- [Task description] Each record must appear in your answer exactly as it does below.

- [Records to process]
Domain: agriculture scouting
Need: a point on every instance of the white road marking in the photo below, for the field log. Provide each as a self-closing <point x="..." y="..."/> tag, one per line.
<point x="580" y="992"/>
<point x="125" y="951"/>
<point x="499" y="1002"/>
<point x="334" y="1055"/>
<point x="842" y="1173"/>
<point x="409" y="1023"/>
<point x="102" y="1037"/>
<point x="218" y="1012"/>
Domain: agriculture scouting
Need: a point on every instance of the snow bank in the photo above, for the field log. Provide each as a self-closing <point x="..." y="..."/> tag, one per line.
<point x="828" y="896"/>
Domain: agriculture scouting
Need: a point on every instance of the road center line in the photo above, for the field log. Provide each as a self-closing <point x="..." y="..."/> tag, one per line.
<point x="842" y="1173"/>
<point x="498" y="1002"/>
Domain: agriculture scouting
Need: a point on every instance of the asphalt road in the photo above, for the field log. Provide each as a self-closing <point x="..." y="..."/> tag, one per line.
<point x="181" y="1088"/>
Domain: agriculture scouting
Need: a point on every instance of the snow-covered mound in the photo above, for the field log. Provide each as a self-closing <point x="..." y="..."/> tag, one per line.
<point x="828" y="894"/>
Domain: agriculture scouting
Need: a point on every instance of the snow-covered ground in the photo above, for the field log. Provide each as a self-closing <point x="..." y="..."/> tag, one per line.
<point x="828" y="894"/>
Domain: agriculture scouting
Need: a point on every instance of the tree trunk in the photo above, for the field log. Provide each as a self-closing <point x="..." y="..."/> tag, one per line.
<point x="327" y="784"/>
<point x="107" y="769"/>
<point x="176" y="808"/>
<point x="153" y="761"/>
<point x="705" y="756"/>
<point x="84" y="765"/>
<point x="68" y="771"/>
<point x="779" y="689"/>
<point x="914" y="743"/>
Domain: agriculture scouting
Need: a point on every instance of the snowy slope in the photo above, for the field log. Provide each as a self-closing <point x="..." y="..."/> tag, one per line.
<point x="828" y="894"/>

- [Result of the task]
Domain: agriculture scouting
Need: a point on every instance of the white road marking in the photo below, for the field log. Provide each as a self-closing <point x="..." y="..."/> tag, one per line.
<point x="580" y="992"/>
<point x="125" y="951"/>
<point x="499" y="1002"/>
<point x="334" y="1055"/>
<point x="842" y="1173"/>
<point x="409" y="1023"/>
<point x="102" y="1037"/>
<point x="218" y="1012"/>
Domain: agriculture scouting
Need: a point on every instance of the snow bank in the photo above, for the field log. Provide each as a self-closing <point x="..." y="..."/> tag, one per line.
<point x="828" y="896"/>
Domain: agriculture scouting
Need: a point on every instance of the road center line in the photo above, for the field log. Provide each as a self-closing <point x="..." y="..."/> tag, one per line.
<point x="842" y="1173"/>
<point x="498" y="1002"/>
Domain: agriculture scouting
Need: a point on every instance of the asphalt road in the photo above, for the field log. Provide each as a self-closing <point x="..." y="..."/> tag, one per line.
<point x="181" y="1088"/>
Domain: agriculture scouting
Need: a point on every instance of the snow-covered mound in the photo above, for the field log. Provide each as a self-closing <point x="..." y="..."/> tag, one per line.
<point x="828" y="894"/>
Domain: agriculture scouting
Need: a point on every instance of the snow-covered ground in the photo above, for the field log. Provide each as a self-closing <point x="..." y="..."/> tag, one per line.
<point x="828" y="894"/>
Domain: agriculture scouting
Need: a point on every instance of the tree trunk in the photo above, for the field log. Provide each as a self-closing <point x="..." y="..."/> tag, one per line.
<point x="327" y="784"/>
<point x="107" y="769"/>
<point x="176" y="808"/>
<point x="153" y="761"/>
<point x="705" y="756"/>
<point x="84" y="765"/>
<point x="68" y="771"/>
<point x="779" y="689"/>
<point x="914" y="743"/>
Domain: agriculture scouting
Need: a point on every instance of the snowy slope in the photo above, for the field log. Provide each as a self-closing <point x="..." y="..."/> tag, one per line.
<point x="828" y="894"/>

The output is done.